THE PROBLEM:
Below is a listing; reproduce exactly its lines from the one containing "Could you please" to its last line, both ends kept, and no other lines.

DATA FOR THIS EXERCISE:
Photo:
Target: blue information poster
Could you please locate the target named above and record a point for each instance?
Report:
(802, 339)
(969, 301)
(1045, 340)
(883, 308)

WRITTEN ANSWER:
Could you please locate the target named above and record a point for each instance?
Report:
(802, 339)
(969, 301)
(1045, 340)
(883, 308)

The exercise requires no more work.